# Object point labels:

-- Begin --

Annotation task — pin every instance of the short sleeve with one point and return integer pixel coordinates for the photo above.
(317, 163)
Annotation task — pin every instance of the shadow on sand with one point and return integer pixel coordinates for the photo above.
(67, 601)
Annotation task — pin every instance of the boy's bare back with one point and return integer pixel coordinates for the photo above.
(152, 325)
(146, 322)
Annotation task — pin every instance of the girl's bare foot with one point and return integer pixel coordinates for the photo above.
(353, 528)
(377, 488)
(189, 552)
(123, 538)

-- End --

# DO THIS:
Extract each entry in full and write it down exactly.

# OUTPUT OF THE EXERCISE:
Annotation task — pin every instance of the short sleeve with one point and return integer pixel coordinates for the photo above.
(317, 163)
Annotation task — pin every instance of the shadow on sand with one point and return integer pixel coordinates for the photo above.
(67, 601)
Annotation task — pin every instance of the boy's bare back with one point and return integer pixel coordinates for the photo above.
(152, 325)
(146, 322)
Annotation task — pin every instance of the girl's bare foot with one point and return integer pixel coordinates for the photo above.
(353, 528)
(377, 488)
(189, 552)
(123, 538)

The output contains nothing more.